Excerpt to read -
August 21, 2019

Banning PFAS in Food Packaging – Should states do the job of the FDA?

Posted on August 21, 2019 by Kenneth Gray

In June, Maine joined Washington State in presumptive bans on all per- and polyfluoroalkyl substances (PFAS) in 2022, if their respective state agencies make findings that there are “safer alternatives.” These laws were adopted in response to public and environmental group pressures over the presence of some PFAS in certain food packaging, the general ubiquitous and persistent nature of other PFAS, and the desire to “do something” about PFAS.

These state PFAS laws were adopted despite the fact that the U.S. Food and Drug Administration (FDA) regulates PFAS in food contact applications. Since 2000, FDA has authorized the use of food contact substances through the Food Contact Notification program and certain PFAS are currently authorized for use in specific applications related to their non-stick and grease, oil, and water-resistant properties. For example, the Maine legislature barely considered FDA’s regulations in its deliberations on the state law.

While some PFAS do indeed pose risks under particular exposure scenarios, these new food packaging laws cast a broad net over the entire class of compounds. Apparently applying the discredited “precautionary principle,” these laws lump all PFAS together, despite known differences in toxicity, persistence, and fate. State legislators and administrators are taking independent action even as the FDA, the U.S. Environmental Protection Agency (EPA) and other national health agencies struggle with whether the PFAS compounds have enough commonalities to even identify appropriate subclasses of PFAS compounds.

In Maine, the law leaves important decisions to the Maine Department of Environmental Protection (DEP) and the sister agencies it may call on, none of which have experience regulating manufacturing of food packaging, much less understanding or regulating health issues related to food. FDA’s work on food additives requires federal funding and expertise. Maine’s law allows the DEP to force manufacturers to provide information on chemicals, potential for harm, and alternatives, but gives the department no additional resources to analyze that information. In its determinations, the DEP may consider the extent to which the food package is adequately regulated by the federal government or a Maine agency.  This begs the question –Can DEP really do FDA’s job better?  As to PFAS regulation, there is no funding mechanism.

Information given -
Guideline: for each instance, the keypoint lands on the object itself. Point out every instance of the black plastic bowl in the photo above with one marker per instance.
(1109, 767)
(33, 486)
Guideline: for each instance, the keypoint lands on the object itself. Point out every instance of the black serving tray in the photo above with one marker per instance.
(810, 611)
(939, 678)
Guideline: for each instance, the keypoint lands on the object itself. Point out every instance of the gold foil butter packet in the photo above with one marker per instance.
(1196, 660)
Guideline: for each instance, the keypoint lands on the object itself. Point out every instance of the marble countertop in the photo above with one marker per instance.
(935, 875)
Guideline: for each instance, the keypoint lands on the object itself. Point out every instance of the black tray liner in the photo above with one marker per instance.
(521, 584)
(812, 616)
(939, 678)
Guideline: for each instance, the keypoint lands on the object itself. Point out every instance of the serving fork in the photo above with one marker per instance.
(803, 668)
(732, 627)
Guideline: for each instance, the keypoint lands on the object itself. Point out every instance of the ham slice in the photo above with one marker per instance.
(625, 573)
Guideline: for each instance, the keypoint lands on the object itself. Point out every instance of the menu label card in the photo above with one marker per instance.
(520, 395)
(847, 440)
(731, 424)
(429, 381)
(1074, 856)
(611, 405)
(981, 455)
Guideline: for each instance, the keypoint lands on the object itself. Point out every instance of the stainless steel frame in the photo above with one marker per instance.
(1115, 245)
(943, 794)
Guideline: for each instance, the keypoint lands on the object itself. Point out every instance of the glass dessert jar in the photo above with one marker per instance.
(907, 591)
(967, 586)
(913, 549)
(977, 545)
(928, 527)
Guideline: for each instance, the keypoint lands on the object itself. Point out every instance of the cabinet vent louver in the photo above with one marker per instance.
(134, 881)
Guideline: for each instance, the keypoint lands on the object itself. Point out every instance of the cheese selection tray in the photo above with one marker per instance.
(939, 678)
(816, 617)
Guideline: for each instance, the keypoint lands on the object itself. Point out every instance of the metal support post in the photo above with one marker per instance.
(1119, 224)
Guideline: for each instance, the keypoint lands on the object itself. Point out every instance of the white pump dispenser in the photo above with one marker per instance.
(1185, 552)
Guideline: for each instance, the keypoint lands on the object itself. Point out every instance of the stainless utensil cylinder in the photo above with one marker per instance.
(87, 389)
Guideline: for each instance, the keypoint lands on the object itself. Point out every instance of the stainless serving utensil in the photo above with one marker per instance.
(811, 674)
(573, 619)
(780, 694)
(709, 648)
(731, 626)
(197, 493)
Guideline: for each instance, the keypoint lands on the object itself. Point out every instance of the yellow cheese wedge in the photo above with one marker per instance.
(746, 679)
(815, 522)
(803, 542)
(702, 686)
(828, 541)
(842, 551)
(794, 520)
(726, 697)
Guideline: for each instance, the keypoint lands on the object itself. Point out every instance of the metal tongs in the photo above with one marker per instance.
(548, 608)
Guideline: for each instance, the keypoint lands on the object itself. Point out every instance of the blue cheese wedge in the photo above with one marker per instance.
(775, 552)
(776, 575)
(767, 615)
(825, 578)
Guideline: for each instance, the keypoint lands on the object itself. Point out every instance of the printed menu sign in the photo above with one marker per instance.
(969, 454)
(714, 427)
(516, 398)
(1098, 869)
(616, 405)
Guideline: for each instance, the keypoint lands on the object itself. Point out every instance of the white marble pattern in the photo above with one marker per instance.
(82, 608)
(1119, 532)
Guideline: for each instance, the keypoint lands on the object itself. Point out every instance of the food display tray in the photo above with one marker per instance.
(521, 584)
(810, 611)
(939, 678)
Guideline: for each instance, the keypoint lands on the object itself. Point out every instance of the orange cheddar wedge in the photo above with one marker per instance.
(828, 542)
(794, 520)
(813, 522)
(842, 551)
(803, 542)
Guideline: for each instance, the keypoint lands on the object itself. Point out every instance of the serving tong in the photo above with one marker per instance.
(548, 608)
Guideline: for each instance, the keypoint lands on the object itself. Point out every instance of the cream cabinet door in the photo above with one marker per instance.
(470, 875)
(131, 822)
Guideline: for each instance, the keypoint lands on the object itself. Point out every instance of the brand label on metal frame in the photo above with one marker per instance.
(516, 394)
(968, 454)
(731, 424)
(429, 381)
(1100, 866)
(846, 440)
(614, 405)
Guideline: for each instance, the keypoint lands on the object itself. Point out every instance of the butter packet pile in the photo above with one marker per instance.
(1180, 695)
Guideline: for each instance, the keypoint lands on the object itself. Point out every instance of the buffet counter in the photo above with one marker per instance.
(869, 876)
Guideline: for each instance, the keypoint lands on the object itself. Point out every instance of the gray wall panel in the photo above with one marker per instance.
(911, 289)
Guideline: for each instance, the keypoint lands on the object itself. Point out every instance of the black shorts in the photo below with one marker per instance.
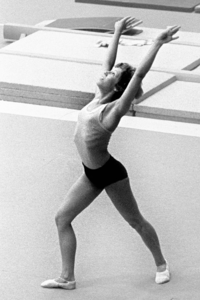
(109, 173)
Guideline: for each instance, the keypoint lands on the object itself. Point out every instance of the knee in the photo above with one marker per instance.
(137, 223)
(62, 219)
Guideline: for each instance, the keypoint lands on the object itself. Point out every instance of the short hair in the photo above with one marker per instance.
(127, 74)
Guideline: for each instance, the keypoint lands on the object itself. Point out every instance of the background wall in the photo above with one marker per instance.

Task directions -
Can you pick up the post on state bans of PFAS in food packaging right after its last sentence and keep it going?

Response to the exercise -
A curious feature of the Maine law exempts the manufacturer of a food or beverage product in a food package as long as the manufacturer has less than $1 Billion in annual national sales of such food and beverage products (presumably U.S. sales). Which raises an additional question — If a package really poses serious risks to food or beverages, is it sensible public policy to allow manufacturers with lower revenues to market those products?

Of course, the larger question is whether we are better off with individual states regulating the components of food packaging, since a significant amount of food packaging is created for national and regional markets. Not only is there no guarantee that different states will arrive at the same levels of concern for the same chemicals, but if the differing PFAS standards for drinking water are any indication, decisions on PFAS bans and alternatives will vary. It is not hard to imagine the difficulties and frustrations that packaging formulators will have trying to get packaging products to market.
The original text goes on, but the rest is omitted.